-------- Data provided --------

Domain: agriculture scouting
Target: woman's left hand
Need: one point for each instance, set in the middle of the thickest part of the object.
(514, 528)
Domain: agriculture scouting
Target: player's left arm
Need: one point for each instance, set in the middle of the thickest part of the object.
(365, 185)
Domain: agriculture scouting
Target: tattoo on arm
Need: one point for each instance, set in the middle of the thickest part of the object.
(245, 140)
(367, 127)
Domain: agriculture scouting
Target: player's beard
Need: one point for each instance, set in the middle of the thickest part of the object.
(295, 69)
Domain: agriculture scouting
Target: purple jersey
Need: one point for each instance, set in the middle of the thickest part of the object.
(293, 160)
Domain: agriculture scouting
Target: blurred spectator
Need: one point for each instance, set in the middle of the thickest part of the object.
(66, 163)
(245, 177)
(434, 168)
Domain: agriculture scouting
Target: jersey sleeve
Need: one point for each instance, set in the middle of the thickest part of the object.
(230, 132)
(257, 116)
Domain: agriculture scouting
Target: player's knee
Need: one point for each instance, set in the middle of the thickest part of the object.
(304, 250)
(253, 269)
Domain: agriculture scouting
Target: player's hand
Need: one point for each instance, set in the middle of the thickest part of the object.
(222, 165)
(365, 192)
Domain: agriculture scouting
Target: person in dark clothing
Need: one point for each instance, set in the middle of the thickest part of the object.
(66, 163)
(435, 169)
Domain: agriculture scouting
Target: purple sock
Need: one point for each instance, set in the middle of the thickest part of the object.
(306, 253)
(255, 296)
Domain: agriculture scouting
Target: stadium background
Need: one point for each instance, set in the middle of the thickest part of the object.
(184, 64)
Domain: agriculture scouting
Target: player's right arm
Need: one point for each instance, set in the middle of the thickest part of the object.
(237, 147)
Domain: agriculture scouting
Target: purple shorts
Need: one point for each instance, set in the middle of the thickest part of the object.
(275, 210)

--------

▸ **Aim**
Write the entries again, exactly as they stand.

▸ **The output**
Domain: agriculture scouting
Target: woman's left hand
Need: one point for each instance, set in the middle of the thickest part of the object.
(514, 528)
Domain: agriculture scouting
Target: player's left arm
Need: one point for each instance, set in the middle of the thickest part of the object.
(365, 185)
Domain: agriculture scouting
Target: tattoo on arm
Need: one point for each instance, set in the middle of the thickest part of the object.
(245, 140)
(367, 127)
Domain: agriculture scouting
Target: player's beard
Need: one point for each instance, set in the middle of the thickest part of the object.
(295, 69)
Domain: agriculture scouting
Target: purple jersey
Need: one point for each instance, set in the middle of the thickest part of the object.
(293, 160)
Domain: agriculture scouting
Target: blurred spectator
Need: one point for each instance, set in the middle of the thickest part of the object.
(66, 163)
(245, 177)
(434, 168)
Domain: agriculture scouting
Target: jersey sleeve
Need: one point for each instance, set in the middle of the thickest part of the object.
(230, 132)
(257, 116)
Domain: agriculture scouting
Target: player's knee
Need: one point for each instance, set in the middle of the thickest part of the object.
(304, 250)
(253, 269)
Domain: agriculture scouting
Target: player's hand
Need: one point for each instance, set in the middle of the thickest part of the object.
(222, 165)
(365, 192)
Domain: agriculture scouting
Target: person in dark clothing
Need: one point for each instance, set in the middle of the thickest part of the object.
(66, 163)
(435, 169)
Domain: agriculture scouting
Target: purple sock
Need: one point for each instance, set in the middle of the thickest part of the object.
(306, 253)
(255, 296)
Domain: agriculture scouting
Target: stadium background
Need: one point for each instance, set in the middle of the thickest part of the object.
(184, 64)
Domain: agriculture scouting
Target: player's right arm
Need: one point for each instance, set in the middle of the thickest part of the object.
(237, 147)
Domain: agriculture scouting
Target: purple shorts
Need: one point for each instance, set in the middle of the thickest part of the object.
(275, 210)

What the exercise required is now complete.